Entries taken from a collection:
════════════════
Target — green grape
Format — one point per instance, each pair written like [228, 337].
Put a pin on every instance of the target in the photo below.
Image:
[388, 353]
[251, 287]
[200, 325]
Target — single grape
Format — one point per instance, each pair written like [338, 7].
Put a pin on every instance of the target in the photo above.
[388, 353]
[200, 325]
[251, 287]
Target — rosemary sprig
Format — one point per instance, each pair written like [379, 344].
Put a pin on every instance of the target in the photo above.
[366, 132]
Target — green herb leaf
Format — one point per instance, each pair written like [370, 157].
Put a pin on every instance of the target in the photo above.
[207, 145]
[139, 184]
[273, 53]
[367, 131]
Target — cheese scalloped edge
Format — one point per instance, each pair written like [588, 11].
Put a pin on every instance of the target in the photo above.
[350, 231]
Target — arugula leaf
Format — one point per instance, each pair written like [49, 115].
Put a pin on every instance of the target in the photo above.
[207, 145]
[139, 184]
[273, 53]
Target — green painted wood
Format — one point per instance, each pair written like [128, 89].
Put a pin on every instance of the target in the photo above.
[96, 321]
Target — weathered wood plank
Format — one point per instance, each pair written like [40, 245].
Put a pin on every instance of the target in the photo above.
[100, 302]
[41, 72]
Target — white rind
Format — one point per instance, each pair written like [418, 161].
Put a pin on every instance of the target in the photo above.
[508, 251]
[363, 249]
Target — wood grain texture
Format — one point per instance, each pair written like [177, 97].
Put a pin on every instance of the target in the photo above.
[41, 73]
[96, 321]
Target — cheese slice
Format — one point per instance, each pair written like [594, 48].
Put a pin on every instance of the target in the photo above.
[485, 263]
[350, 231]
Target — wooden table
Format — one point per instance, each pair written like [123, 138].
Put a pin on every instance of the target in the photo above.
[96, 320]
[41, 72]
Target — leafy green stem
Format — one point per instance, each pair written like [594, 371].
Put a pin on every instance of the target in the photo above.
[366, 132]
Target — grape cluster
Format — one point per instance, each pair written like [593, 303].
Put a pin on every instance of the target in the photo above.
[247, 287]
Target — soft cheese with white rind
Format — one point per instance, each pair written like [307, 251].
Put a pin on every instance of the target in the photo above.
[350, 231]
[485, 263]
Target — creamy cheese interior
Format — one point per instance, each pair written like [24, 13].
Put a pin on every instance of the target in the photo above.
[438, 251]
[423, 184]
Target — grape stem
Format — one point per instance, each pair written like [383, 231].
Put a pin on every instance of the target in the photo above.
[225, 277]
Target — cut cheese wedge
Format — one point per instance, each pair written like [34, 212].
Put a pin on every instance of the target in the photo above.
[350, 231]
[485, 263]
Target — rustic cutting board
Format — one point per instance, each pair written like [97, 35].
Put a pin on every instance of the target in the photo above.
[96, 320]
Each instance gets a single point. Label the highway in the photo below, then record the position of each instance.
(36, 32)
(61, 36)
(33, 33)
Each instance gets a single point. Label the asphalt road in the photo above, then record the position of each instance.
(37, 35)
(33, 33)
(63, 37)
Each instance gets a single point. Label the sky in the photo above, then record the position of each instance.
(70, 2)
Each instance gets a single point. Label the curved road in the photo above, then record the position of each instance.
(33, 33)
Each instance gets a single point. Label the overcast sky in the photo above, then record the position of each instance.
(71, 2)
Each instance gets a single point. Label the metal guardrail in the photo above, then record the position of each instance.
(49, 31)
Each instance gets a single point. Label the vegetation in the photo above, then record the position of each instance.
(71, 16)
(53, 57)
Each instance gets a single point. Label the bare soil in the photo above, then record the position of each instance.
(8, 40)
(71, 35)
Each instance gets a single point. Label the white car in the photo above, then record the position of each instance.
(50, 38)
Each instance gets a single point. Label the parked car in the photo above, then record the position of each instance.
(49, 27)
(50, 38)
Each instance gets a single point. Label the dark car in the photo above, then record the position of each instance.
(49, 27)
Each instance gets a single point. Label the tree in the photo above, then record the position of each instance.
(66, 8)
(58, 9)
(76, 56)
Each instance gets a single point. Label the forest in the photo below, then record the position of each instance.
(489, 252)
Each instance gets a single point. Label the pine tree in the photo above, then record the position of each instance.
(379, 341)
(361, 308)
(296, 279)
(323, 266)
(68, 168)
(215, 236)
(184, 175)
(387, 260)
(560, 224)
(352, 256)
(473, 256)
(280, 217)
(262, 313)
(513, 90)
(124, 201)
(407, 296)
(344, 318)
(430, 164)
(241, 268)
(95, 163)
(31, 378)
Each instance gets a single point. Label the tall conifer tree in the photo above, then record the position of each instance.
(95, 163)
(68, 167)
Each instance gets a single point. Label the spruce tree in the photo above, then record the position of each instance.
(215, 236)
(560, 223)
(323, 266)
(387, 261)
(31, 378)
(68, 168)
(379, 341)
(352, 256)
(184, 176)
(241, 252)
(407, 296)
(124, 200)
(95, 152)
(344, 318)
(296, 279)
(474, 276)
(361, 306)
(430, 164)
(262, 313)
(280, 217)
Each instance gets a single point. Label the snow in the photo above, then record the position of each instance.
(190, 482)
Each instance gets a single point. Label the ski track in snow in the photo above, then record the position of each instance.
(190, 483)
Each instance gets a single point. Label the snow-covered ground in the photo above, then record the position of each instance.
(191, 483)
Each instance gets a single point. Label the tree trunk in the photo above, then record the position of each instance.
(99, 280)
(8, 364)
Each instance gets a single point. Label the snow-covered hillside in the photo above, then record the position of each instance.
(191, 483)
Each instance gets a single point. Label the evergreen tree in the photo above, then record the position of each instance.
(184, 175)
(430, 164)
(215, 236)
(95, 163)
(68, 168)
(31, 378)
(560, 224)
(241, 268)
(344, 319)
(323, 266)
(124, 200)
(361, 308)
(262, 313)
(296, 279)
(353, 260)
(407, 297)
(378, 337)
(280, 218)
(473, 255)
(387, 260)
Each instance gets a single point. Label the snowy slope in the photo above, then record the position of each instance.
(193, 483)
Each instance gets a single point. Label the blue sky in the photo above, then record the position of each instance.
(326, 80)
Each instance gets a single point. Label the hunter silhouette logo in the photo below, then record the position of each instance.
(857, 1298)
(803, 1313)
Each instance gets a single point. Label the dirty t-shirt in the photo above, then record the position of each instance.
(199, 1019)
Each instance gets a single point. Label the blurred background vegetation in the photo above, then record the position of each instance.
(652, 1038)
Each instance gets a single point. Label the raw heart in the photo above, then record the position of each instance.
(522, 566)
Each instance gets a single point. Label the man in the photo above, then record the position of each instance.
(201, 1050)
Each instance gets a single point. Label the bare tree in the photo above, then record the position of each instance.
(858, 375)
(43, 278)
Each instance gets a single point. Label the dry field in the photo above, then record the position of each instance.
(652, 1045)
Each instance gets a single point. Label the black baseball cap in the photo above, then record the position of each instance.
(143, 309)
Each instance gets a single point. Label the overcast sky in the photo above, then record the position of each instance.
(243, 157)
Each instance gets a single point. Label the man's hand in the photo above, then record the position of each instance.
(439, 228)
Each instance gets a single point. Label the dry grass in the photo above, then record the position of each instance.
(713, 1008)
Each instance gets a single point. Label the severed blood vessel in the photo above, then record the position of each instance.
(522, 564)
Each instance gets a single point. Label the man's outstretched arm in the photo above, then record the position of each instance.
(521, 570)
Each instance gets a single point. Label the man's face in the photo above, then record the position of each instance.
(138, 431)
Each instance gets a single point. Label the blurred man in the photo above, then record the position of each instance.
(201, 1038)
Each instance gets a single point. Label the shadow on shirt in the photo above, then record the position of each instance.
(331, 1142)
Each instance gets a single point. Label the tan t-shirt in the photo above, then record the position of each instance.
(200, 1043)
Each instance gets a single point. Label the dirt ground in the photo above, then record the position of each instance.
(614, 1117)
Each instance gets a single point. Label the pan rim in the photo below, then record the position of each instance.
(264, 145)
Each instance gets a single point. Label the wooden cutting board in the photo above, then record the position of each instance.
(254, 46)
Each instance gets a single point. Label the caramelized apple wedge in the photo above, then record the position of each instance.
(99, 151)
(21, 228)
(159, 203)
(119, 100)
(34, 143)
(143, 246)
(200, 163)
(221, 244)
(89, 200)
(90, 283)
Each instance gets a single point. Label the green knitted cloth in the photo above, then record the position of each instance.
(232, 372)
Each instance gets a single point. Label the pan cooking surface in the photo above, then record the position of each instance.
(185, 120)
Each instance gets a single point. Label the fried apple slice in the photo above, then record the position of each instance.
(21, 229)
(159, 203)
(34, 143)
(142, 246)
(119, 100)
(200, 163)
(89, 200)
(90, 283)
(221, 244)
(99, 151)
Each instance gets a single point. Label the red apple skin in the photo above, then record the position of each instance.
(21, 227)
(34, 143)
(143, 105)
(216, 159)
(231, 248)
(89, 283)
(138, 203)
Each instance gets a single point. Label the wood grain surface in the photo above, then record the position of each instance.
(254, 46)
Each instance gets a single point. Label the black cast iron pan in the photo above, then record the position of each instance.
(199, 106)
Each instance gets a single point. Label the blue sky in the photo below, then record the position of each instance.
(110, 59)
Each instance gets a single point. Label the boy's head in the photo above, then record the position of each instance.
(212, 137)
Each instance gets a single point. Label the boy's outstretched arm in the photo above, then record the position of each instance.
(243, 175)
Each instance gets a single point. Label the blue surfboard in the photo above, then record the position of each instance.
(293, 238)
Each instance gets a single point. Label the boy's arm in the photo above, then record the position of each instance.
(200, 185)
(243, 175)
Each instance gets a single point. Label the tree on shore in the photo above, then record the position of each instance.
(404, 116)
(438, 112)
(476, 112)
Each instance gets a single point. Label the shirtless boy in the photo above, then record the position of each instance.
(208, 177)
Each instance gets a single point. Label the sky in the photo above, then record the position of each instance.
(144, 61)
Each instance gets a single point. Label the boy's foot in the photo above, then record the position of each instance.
════════════════
_DIRECTION_:
Restate word for word the lines from the one holding "Each instance gets a single point. Label the wood grain" to the end of the listing, both ends included, and nothing more.

_RESULT_:
Each instance gets a single point. Label the wood grain surface in the photo above, then record the position of each instance.
(254, 46)
Each instance gets a single point. Label the black cast iron pan in the photo above, then record the position of each instance.
(199, 106)
Each instance gets a single point. Label the blue sky in the photo below, then record the position of each instance.
(110, 59)
Each instance gets a single point. Label the boy's head in the photo above, then record the position of each instance.
(212, 137)
Each instance gets a single point. Label the boy's outstretched arm in the photo above, then record the position of each instance.
(243, 175)
Each instance gets a single point. Label the blue surfboard in the photo above, then record the position of each instance.
(293, 238)
Each instance gets a single point. Label the boy's arm in the photo above, then record the position of each instance.
(200, 185)
(243, 175)
Each instance gets a single point. Label the tree on shore in the photo above, then record the position of each instance.
(404, 116)
(438, 112)
(476, 112)
Each instance gets a single point. Label the shirtless boy in the photo above, then record the position of each instance.
(208, 177)
Each instance gets a single point. Label the sky in the photo above, then record the position of each instance.
(144, 61)
Each instance gets a single point. Label the boy's foot in the photo above, then record the position of each instance.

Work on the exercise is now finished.